In your copy, include every entry exactly as written but no pictures.

◆ Material provided ◆
——

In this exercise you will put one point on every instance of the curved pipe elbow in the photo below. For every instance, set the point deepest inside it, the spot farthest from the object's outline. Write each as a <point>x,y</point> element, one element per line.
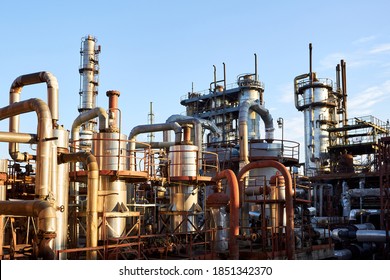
<point>87,116</point>
<point>157,127</point>
<point>36,78</point>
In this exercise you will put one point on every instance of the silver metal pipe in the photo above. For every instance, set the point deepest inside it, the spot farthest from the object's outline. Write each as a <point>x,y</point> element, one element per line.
<point>371,235</point>
<point>364,192</point>
<point>85,117</point>
<point>47,219</point>
<point>296,90</point>
<point>151,128</point>
<point>18,137</point>
<point>199,124</point>
<point>157,127</point>
<point>92,195</point>
<point>354,212</point>
<point>243,125</point>
<point>52,101</point>
<point>343,254</point>
<point>45,139</point>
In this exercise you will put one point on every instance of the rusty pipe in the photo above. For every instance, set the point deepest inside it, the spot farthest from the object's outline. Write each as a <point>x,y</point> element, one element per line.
<point>92,194</point>
<point>290,242</point>
<point>234,209</point>
<point>47,220</point>
<point>52,101</point>
<point>45,139</point>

——

◆ Answer section ◆
In this exercise you will put one point on every instance of the curved pipe elbow in the photo below. For every instance, set the point deepest inside it, the spot farthest from the object's outline. Write each as a <point>x,y</point> element, one element per line.
<point>87,116</point>
<point>157,127</point>
<point>36,78</point>
In this exercise you will put one point on every instance of the silver metal pipe in the photo above. For every instance, set the point deepest inside it, the spot farthest from the object's outline. Write each as a <point>x,y</point> element, one element per line.
<point>371,235</point>
<point>364,192</point>
<point>85,117</point>
<point>47,219</point>
<point>296,90</point>
<point>151,128</point>
<point>18,137</point>
<point>199,124</point>
<point>157,127</point>
<point>92,195</point>
<point>354,212</point>
<point>243,125</point>
<point>52,101</point>
<point>343,254</point>
<point>45,139</point>
In this exercise you will put one point on every instance of the rusty pipe in the photo above. For every instance, set the point deepest inside it, the spot farthest from the object's outline. Write each as a <point>x,y</point> element, one element per line.
<point>92,194</point>
<point>290,242</point>
<point>234,209</point>
<point>47,220</point>
<point>52,101</point>
<point>45,139</point>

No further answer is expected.